**Your goal**
Using the passage on the blood-brain barrier below, explain in one to three sentences why endothelial cells are called the first layer of resistance to cells or substances crossing into the cerebral parenchyma.

**Document section**

Constituent cells of the BBB adhere to vascular basal lamina proteins such as laminin, collagen IV, fibronectin, and heparin sulfate proteoglycan (HSPG) predominantly via cell surface receptors of the integrin family [
13,
37]. These interactions between ECM proteins and their cognate receptors regulate not just cell adhesion but also many aspects of cell behavior including survival, proliferation, migration, differentiation, and stability, via well-defined integrin-mediated intracellular signaling pathways [
39,
40]. Endothelial cells form the inner layer of blood vessels and, as such, represent the first layer of resistance to the passage of cells (e.g., inflammatory leukocytes) or substances attempting to pass through the BBB into the cerebral parenchyma. Current evidence now suggests that the molecular basis of the BBB depends on three main factors: (i) inter-endothelial tight junction proteins, (ii) endothelial adhesion to the ECM proteins of the underlying vascular basal lamina, and (iii) the influence of astrocyte end-feet and pericytes [
11‐
14]. Thus far, most attention has focused on the role of tight junction proteins in establishing and maintaining this barrier, while relatively few studies have examined the role of cell adhesion mechanisms in regulating BBB formation and integrity. However, a growing number of studies suggest that ECM-integrin interactions are not just essential for vascular formation and remodeling, but also play an important role in mediating BBB integrity. While it has been known for some time that laminin imparts an important differentiation and stabilizing influence on endothelial cells [
15‐
19], more recent studies show that it is also required for vascular integrity, as genetic deletion of laminin in astrocytes or pericytes results in defective BBB integrity [
20,
21]. In support of this important role for laminin in stabilizing the BBB, a number of studies have shown that loss of the astrocyte laminin receptor, dystroglycan, accompanies vascular leakage at the BBB and that prevention of this loss ameliorates BBB breakdown [
41‐
43]. Furthermore, several years ago, we showed that pharmacological inhibition of the β1 class of integrins leads to increased microvascular permeability in the brain as well as an in vitro endothelial permeability system and that increased vascular permeability correlates with reduced endothelial expression of the tight junction protein claudin-5 [
14]. The findings of our current study extend these findings by providing more support for a critical role for laminin and its cellular receptors in maintaining BBB properties in cerebral blood vessels. To our knowledge, these studies are the first to demonstrate an active upregulation of an adhesive mechanism (α6β4 integrin) in response to a potential threat of BBB breakdown.

**Data listing**
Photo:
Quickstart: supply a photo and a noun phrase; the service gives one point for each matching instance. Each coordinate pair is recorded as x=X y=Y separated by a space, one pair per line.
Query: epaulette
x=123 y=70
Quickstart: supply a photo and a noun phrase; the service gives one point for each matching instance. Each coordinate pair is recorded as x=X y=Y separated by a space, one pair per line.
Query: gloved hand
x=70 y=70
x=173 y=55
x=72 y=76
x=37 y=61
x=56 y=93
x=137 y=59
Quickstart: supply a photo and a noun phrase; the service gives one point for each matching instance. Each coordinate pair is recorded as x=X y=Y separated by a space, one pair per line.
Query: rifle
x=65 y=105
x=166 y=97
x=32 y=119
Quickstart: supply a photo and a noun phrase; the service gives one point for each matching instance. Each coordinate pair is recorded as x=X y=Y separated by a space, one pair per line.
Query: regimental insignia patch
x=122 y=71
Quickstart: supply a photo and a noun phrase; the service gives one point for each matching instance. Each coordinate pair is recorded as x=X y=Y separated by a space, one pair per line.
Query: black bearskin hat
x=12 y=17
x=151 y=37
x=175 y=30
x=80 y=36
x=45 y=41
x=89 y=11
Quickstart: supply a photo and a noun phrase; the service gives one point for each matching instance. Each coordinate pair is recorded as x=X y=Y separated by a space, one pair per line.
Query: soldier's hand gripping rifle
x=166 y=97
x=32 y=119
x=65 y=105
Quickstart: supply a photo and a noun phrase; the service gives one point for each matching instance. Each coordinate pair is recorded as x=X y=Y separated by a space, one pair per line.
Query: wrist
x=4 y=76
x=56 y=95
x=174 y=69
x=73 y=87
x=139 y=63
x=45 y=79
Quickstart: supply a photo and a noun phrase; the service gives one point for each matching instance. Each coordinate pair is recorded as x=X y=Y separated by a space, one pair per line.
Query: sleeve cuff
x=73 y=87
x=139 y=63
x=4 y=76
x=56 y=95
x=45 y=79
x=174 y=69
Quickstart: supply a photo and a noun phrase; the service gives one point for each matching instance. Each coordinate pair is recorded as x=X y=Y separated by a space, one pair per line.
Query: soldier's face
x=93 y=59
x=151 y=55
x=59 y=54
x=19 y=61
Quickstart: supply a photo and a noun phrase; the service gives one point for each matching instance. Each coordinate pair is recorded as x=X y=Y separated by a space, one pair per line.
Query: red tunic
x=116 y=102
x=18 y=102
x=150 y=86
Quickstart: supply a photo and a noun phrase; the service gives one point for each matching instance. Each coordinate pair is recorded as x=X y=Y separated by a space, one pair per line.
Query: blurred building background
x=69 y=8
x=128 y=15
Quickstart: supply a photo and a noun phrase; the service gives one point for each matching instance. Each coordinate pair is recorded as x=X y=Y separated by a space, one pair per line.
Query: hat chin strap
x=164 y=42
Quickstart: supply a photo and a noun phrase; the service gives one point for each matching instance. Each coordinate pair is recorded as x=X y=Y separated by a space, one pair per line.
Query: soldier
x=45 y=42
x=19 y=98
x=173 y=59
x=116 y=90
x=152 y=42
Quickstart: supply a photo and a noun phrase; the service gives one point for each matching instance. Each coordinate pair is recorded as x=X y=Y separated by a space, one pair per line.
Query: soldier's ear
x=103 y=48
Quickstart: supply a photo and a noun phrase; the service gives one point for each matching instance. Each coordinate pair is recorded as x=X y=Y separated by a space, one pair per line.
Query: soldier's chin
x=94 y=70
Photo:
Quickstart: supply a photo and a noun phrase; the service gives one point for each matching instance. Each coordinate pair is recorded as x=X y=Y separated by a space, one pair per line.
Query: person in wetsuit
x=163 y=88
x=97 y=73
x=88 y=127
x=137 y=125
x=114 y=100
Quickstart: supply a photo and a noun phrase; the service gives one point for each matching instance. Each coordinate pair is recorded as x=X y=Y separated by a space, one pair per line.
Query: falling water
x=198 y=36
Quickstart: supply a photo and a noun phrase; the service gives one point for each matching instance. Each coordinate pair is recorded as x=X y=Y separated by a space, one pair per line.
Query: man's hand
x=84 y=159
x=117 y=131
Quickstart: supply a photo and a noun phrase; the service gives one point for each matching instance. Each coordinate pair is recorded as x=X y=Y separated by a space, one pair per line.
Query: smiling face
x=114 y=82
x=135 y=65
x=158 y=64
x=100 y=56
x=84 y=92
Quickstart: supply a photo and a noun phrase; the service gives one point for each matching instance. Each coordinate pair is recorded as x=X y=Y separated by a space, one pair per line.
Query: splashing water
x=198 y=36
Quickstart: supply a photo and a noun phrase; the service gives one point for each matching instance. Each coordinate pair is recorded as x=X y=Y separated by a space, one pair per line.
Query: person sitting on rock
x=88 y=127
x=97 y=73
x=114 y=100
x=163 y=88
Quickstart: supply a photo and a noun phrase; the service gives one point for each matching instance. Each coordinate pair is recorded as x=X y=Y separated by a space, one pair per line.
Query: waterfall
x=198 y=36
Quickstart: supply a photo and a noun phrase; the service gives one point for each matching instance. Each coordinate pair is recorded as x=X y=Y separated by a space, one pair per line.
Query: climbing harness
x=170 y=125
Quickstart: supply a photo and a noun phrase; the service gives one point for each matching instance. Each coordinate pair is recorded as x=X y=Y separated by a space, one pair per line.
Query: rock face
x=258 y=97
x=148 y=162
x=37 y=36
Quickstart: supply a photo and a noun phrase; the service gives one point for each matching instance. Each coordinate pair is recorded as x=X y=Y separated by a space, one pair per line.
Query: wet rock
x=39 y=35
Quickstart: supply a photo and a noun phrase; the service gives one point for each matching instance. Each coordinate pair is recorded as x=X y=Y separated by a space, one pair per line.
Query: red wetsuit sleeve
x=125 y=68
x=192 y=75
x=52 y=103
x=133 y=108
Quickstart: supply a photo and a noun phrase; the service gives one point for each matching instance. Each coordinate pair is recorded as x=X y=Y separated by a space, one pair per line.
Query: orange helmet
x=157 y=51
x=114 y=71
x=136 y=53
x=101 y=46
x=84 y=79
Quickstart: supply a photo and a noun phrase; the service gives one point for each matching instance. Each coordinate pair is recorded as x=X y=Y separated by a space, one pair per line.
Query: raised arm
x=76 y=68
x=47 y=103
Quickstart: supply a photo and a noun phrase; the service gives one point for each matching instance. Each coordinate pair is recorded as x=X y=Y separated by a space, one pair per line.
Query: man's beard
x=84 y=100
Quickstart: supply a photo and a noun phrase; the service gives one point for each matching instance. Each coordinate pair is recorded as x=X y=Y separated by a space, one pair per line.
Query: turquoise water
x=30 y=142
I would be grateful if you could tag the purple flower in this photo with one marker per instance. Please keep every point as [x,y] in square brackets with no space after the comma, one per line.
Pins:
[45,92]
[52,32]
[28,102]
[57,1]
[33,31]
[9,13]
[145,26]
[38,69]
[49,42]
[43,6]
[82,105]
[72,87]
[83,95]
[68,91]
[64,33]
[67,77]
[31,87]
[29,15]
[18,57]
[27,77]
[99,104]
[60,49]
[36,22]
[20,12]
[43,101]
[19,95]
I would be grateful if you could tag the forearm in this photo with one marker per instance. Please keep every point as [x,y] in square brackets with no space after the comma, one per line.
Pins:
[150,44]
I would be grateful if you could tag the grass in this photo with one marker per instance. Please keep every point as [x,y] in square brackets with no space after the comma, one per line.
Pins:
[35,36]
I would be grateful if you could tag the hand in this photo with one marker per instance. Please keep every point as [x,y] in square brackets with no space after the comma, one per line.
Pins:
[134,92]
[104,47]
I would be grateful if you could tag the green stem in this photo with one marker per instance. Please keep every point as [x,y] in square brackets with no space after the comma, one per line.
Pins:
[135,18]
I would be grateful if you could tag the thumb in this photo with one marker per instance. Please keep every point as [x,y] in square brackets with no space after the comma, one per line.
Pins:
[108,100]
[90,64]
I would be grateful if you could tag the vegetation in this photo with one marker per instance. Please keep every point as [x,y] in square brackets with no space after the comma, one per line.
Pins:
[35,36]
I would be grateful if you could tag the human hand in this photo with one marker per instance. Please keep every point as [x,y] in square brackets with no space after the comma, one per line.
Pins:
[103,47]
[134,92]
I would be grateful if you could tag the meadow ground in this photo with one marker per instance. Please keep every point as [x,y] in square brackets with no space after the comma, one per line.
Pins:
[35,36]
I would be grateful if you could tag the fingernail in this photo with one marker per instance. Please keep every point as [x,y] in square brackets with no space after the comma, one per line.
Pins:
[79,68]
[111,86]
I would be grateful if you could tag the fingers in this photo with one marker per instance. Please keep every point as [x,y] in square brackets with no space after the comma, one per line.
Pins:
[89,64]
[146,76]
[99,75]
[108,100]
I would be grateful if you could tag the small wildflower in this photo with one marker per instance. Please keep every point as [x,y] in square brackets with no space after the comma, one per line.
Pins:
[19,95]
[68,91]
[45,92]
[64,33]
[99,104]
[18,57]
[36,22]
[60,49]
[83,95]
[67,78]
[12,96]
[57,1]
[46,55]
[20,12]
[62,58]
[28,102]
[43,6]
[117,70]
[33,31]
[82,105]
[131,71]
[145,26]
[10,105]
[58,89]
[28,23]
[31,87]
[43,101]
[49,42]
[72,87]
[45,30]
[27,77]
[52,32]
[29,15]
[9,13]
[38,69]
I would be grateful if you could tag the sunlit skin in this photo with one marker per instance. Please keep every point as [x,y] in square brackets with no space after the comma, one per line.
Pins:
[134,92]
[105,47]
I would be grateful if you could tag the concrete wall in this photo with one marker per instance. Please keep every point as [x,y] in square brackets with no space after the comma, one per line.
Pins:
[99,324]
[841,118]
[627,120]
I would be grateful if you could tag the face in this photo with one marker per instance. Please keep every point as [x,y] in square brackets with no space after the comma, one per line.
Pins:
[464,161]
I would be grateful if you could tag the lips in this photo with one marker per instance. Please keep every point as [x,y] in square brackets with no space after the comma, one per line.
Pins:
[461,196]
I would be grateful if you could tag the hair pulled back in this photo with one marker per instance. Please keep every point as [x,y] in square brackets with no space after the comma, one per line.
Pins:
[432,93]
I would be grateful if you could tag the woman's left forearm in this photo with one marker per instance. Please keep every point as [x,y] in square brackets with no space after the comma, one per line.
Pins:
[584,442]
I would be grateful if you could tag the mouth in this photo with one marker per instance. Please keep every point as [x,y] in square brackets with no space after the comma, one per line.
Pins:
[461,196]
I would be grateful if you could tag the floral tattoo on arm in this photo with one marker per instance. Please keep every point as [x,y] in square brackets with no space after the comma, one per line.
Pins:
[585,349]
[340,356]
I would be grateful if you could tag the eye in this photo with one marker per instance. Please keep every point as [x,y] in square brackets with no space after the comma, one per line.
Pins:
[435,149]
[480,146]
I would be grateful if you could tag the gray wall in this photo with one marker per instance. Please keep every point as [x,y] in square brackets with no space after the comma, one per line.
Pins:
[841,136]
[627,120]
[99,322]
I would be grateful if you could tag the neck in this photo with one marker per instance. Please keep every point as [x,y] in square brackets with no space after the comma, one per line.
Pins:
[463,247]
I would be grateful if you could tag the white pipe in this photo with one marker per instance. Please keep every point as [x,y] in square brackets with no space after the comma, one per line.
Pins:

**Exercise response**
Endothelial cells form the inner layer of blood vessels. They are therefore the first barrier met by cells, such as inflammatory leukocytes, or substances attempting to pass through the BBB into the cerebral parenchyma.